Problem requirements.
Search the material below for the word "point". Copy every line that has it.

Material for this task.
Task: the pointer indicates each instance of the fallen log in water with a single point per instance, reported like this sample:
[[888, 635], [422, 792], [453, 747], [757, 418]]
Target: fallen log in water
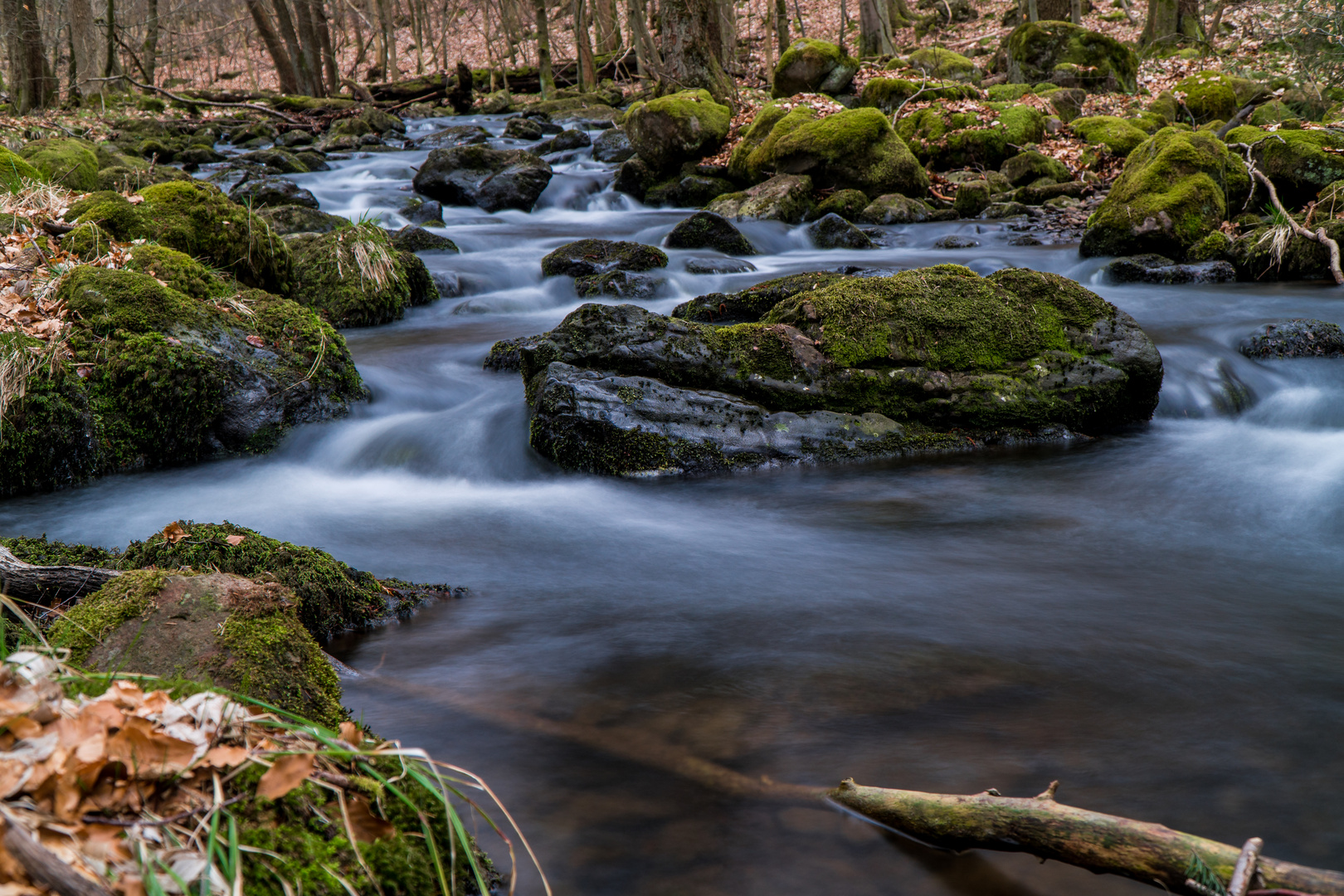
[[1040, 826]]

==

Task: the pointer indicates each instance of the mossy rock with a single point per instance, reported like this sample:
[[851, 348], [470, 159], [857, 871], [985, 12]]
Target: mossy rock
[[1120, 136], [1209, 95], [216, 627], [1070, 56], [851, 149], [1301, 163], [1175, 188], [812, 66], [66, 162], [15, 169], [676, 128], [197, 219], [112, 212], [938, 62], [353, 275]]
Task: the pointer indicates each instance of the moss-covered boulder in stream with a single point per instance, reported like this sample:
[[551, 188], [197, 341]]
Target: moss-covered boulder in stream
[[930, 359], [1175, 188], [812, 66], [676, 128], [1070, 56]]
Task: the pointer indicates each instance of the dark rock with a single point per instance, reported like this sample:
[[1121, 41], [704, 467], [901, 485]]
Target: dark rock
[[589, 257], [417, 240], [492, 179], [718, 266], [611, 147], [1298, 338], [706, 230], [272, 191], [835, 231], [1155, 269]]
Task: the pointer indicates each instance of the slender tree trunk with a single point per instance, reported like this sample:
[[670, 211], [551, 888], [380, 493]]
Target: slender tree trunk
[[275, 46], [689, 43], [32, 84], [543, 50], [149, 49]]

Written solution.
Task: the pointer indicates each instance of the fallen log in water with a single point per instance, reported like this sample:
Task: the pointer indicates each instance of the mossy rock with a single point per instance, reported like this sample:
Task: the pointer indicates each instance of the moss-covered boulder in stream with a single point per instance, reported like this sample:
Task: the pointer indicates each instance of the dark rock with a single point per instance, reported like this sample:
Task: the pointer indicates each instance of the slender tree trunk with a single point per instance, reported like this sample:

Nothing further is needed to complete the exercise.